[What to do] Could you retype exactly the lines running from the line with "Bet you can't find the log" to the end of the data, both included, and nothing else?

Stored data

= Beginning of Section =

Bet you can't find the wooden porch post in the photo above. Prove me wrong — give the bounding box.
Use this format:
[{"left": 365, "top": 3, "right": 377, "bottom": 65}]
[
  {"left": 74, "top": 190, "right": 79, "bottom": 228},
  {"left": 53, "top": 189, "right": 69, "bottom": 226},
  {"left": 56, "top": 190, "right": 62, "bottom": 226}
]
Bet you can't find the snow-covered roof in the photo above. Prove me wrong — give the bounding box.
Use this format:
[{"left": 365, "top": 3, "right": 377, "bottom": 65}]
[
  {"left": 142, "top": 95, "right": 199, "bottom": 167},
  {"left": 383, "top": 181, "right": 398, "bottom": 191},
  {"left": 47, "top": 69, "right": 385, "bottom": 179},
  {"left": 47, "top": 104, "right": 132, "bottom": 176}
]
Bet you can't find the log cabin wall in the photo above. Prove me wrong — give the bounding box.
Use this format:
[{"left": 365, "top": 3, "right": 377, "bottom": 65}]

= End of Section =

[Response]
Bet you can't find the log cabin wall in the photo above. Prove me wrong — give the bounding box.
Use this format:
[{"left": 365, "top": 3, "right": 377, "bottom": 65}]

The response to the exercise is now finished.